***** Text shown

The Department of Physiology and Neurobiology includes the Neuronal Cell Biology Laboratory, which aims to identify the molecular mechanisms behind memory problems or posttraumatic stress disorder (PTSD) using fluorescent live cell imaging in cultured neurons in combination with molecular biological and optogenetical tools, as well as electrophysiology and behavioural analyses. The Molecular and Systems Biology Laboratory investigates the molecular and neuronal network level of controlling the social behaviours using system biological methodology, neurogenomics, and chemogenetics. The Microelectrophysiological Laboratory analyse the background of normal and pathological synchronized rhythmic activity in vivo and in brain slices. The main research field is to study sleep processes and epileptiform seizure activity. The Neurochemical Research Laboratory investigates the molecular mechanisms of neurodegenerative and psychiatric diseases via basic and translational studies. All labs of the department take part in Neurotoxicological investigations with their special methodology. First of all, the effects of toxins of microscopic fungi and also insecticides on mammalian nervous system is analysed.
The current research topics of the Department of Biological Anthropology address normal temporal and spatial development of the human body including e.g. ontogenesis, evolutionary changes, population differences, geographical variations, as well as appearing structural and functional abnormalities.

**********

_Requirement_
List every laboratory of the Department of Physiology and Neurobiology named in the department descriptions.

***** Data provided

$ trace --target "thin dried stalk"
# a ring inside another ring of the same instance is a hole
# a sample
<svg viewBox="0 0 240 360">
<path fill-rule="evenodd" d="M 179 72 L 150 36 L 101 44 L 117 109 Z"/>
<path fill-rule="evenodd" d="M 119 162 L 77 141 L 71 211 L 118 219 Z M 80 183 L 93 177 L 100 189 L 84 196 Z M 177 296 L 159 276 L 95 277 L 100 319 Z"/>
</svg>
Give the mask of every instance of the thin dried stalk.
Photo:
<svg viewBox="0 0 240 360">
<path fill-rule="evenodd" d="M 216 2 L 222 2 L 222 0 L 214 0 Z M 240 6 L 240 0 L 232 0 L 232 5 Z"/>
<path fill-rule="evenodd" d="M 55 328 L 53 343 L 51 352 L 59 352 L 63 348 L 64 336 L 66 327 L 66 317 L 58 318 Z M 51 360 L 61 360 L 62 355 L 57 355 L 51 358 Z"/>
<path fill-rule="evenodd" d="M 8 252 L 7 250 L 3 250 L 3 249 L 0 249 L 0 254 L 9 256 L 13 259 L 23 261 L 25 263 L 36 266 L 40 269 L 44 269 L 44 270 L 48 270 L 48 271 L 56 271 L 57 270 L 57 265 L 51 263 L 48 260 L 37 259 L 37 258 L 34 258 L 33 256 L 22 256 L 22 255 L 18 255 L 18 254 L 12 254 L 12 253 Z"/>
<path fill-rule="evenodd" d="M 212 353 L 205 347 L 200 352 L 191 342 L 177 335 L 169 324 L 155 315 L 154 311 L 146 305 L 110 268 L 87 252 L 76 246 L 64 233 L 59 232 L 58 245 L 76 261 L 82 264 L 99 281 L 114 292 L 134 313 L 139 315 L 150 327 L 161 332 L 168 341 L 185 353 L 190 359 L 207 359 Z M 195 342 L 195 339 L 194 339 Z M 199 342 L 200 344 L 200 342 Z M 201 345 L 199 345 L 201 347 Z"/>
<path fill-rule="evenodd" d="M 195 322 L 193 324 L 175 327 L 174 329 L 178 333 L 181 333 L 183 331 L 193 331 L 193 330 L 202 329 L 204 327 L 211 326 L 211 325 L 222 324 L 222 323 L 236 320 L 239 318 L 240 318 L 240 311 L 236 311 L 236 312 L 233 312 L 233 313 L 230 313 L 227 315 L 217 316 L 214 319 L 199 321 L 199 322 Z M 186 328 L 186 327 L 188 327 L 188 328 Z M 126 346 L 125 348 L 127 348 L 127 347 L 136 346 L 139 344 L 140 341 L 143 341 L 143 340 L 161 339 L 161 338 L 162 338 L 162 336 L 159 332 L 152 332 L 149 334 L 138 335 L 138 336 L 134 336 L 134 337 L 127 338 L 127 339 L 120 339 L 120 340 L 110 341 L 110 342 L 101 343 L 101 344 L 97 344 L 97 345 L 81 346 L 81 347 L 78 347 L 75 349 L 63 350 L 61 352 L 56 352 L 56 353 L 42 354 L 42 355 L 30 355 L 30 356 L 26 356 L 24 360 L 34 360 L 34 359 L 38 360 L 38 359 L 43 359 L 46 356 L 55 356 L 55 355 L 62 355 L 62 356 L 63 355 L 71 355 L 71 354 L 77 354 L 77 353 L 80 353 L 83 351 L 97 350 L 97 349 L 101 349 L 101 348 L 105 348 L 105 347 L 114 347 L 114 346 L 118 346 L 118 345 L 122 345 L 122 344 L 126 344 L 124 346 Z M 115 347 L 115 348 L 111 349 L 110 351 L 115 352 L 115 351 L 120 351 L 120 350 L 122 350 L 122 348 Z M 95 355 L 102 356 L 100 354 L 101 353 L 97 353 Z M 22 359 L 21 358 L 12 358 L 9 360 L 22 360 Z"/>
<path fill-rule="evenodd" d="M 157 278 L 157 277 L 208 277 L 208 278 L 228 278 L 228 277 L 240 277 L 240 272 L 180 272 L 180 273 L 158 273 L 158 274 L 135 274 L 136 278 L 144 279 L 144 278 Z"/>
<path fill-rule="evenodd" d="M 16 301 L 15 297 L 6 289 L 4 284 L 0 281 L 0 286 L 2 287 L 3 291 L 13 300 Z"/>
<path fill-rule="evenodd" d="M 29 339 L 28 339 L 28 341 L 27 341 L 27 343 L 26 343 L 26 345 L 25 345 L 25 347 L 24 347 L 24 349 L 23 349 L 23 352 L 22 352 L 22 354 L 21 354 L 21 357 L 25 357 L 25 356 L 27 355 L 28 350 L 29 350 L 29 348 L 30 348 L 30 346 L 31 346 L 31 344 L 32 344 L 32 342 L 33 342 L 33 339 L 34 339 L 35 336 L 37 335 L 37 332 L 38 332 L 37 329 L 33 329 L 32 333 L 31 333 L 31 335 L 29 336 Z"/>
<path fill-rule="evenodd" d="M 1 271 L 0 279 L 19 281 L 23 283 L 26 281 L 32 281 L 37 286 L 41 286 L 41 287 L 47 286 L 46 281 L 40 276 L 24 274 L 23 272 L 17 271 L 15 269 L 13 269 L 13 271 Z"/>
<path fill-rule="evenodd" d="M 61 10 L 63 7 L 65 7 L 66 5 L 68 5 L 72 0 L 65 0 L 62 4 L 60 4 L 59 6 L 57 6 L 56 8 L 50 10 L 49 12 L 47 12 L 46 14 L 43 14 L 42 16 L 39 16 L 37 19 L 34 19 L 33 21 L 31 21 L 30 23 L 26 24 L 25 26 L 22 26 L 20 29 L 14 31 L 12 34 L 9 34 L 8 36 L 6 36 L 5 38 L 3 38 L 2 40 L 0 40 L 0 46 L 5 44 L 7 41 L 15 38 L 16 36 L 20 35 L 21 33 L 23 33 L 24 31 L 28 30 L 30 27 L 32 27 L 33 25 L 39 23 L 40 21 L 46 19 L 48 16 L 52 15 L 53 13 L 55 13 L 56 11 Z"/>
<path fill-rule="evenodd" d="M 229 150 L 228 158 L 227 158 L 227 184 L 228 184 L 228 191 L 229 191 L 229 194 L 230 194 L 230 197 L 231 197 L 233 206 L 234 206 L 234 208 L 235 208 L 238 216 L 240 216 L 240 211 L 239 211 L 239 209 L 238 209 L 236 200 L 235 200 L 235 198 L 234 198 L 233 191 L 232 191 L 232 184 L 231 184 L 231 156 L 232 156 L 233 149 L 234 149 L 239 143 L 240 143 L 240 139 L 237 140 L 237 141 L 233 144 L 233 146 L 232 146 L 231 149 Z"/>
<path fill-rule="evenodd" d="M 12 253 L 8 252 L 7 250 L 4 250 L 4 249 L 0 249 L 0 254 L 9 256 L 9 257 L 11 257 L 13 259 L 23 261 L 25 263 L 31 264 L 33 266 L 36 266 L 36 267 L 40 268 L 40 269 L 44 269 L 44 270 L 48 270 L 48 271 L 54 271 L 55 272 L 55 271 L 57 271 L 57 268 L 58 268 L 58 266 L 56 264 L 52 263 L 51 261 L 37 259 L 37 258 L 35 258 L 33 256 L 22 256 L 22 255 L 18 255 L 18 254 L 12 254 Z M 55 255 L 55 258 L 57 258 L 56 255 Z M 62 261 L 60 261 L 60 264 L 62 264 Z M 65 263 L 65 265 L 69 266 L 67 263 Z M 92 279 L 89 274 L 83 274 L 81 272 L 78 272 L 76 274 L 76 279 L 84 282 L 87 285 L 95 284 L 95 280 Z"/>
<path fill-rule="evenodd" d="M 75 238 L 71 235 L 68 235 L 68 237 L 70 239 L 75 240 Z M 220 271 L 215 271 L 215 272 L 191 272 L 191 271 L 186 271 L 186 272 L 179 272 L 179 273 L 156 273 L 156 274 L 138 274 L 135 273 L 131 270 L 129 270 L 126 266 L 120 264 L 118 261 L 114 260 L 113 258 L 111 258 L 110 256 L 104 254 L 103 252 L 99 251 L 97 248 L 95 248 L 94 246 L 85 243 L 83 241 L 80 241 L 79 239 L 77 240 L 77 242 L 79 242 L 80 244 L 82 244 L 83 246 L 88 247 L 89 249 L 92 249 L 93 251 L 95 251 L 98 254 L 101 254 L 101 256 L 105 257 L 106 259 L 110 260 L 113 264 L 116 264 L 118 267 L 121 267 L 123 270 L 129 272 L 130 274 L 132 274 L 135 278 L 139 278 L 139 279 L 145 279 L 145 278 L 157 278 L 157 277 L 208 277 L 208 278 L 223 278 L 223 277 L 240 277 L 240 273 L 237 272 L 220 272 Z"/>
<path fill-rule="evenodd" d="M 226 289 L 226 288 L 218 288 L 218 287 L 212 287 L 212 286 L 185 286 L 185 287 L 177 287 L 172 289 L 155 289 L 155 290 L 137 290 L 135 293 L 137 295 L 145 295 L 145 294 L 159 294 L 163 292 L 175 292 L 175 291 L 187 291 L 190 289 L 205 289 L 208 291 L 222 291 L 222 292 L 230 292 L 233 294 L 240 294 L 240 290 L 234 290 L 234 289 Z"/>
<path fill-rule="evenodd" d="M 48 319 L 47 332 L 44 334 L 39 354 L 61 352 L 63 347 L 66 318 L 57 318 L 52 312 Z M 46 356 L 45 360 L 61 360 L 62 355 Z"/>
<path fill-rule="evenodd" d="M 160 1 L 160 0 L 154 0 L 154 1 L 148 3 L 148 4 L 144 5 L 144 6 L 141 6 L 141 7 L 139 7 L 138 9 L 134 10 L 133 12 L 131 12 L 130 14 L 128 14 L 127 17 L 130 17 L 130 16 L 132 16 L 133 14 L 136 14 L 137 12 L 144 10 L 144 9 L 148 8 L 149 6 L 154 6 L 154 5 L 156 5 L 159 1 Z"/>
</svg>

**********

_Your response_
Neuronal Cell Biology Laboratory
Molecular and Systems Biology Laboratory
Microelectrophysiological Laboratory
Neurochemical Research Laboratory